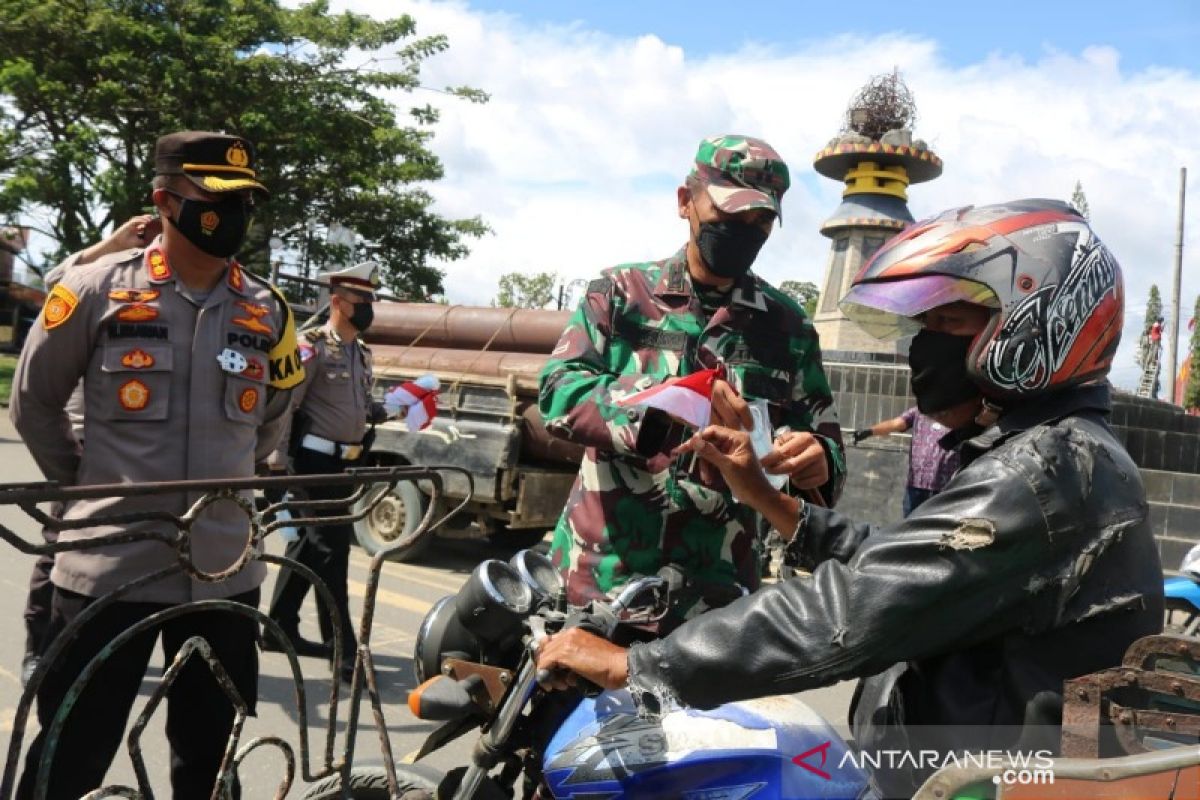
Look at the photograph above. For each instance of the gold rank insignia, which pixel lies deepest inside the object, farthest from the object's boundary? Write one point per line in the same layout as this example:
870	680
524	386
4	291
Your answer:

* TASK DETAILS *
Set down the material again exactly. Don't carry over any pictures.

* WRITTEN ANSWER *
Look at the photograph above. For each instance of the gold rank insignia, which pixel lies deepest inside the object, farthest from the object's boundary? Write one point per line in the same layout as this example:
870	680
524	386
4	291
Your answer:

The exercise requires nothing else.